Requirement:
Reproduce, word for word, the part of the passage on John Bruce Craig that opens with the words containing "John Bruce Craig" and closes with "Persian Gulf region.".

Excerpted passage:
John Bruce Craig (born 1945) is a native of Pennsylvania. He served the United States of America as Special Assistant to the President and Senior Director for Combating Terrorism under President George W. Bush. The Boeing Company appointed Craig to the position of Regional Vice President in the Middle East, based in the United Arab Emirates, with a concentration on Arab states of the Persian Gulf. He is currently a full partner and chairman of the board for The Jadwin Consulting Group, a prominent business consulting firm based in Abu Dhabi, founded by Thomas G. Finck in 2007 and focusing on business ventures and private equity opportunities in the Persian Gulf region.

Previously, he was Ambassador to Oman from July 31, 1998, to 2001. Craig has also served as Director of Arabian Peninsula Affairs, Bureau of Near Eastern Affairs in the Department of State, Deputy Chief of Mission in Damascus, Syria and Bogota, Colombia.

(Stored entries)
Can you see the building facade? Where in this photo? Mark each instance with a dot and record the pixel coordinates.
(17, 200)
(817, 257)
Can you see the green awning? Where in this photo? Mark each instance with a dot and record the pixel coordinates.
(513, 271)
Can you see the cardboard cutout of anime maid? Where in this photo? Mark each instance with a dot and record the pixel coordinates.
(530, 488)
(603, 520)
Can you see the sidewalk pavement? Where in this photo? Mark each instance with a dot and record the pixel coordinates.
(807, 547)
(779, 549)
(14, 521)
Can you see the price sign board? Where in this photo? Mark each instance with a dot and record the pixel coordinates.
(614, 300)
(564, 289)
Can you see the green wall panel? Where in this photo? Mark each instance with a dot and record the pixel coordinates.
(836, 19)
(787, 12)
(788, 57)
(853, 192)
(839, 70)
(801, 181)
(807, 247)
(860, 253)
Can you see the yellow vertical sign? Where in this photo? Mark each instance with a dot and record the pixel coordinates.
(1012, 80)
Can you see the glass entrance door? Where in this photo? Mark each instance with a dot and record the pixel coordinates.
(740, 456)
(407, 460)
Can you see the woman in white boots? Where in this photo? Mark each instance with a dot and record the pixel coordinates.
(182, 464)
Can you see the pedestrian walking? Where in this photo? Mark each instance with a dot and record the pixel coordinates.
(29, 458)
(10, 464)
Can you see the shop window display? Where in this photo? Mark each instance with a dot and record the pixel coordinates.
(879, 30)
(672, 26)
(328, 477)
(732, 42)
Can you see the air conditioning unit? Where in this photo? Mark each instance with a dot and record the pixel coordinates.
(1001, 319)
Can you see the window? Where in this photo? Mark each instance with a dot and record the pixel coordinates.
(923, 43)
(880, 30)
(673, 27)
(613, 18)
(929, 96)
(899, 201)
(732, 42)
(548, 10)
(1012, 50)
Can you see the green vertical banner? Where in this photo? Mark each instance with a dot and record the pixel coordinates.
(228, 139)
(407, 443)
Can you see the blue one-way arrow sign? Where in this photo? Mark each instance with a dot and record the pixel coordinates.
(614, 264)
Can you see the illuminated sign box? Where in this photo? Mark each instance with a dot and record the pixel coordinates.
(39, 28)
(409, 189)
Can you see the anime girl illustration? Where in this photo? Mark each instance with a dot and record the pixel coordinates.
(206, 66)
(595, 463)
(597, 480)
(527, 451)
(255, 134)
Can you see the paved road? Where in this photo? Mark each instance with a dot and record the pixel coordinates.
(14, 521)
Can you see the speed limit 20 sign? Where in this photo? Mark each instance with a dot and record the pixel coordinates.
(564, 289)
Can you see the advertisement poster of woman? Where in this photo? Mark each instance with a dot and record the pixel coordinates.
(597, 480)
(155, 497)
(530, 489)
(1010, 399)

Exercise output:
John Bruce Craig (born 1945) is a native of Pennsylvania. He served the United States of America as Special Assistant to the President and Senior Director for Combating Terrorism under President George W. Bush. The Boeing Company appointed Craig to the position of Regional Vice President in the Middle East, based in the United Arab Emirates, with a concentration on Arab states of the Persian Gulf. He is currently a full partner and chairman of the board for The Jadwin Consulting Group, a prominent business consulting firm based in Abu Dhabi, founded by Thomas G. Finck in 2007 and focusing on business ventures and private equity opportunities in the Persian Gulf region.